Что сделать: Перепишите полностью строки записей от строки с «For the test set, locate each instance of the gray shorts» до конца записей, обе границы включительно. Масштабируйте при этом каждое число в координатах x,y из ответов: умножьте его на 0,55 и округлите до целого, половины вверх, а остальной текст оставьте без изменений.

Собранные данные
──────────
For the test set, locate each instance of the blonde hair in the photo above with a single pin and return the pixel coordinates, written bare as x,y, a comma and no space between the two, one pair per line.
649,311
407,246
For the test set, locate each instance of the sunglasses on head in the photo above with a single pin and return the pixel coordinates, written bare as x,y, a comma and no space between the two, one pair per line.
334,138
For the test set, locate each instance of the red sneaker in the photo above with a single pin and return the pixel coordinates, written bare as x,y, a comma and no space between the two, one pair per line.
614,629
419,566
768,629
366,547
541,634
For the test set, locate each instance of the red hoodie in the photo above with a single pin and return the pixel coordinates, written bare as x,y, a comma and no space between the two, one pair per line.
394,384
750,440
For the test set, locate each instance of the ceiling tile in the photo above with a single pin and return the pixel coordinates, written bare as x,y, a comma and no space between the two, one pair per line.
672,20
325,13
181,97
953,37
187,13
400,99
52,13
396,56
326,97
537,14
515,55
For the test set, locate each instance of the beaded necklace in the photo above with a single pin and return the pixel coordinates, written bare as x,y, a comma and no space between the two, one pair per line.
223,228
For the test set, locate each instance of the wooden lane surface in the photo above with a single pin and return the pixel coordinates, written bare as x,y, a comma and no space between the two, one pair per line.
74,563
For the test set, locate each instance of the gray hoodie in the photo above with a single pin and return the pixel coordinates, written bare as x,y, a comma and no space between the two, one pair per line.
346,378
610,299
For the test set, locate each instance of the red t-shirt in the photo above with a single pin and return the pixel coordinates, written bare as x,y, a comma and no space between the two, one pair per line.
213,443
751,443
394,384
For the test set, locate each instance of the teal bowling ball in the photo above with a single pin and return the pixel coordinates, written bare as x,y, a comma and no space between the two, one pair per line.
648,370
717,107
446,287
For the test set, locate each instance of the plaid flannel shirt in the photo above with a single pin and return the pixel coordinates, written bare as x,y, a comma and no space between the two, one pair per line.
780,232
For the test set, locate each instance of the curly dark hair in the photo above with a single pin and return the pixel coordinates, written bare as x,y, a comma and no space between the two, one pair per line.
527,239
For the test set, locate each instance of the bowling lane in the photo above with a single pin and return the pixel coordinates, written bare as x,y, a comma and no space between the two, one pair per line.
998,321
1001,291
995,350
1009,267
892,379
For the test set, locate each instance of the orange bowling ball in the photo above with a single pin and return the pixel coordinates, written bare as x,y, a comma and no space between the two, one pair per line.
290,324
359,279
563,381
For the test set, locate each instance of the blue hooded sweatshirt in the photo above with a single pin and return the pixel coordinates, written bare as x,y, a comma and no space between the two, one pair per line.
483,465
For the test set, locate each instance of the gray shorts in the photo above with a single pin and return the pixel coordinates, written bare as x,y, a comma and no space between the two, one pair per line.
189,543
──────────
Результат упражнения:
For the test set, locate each instance of the gray shorts in the photo above with a single pin and return the pixel coordinates, written bare as x,y, a comma and no space between the two, one pair per line.
104,299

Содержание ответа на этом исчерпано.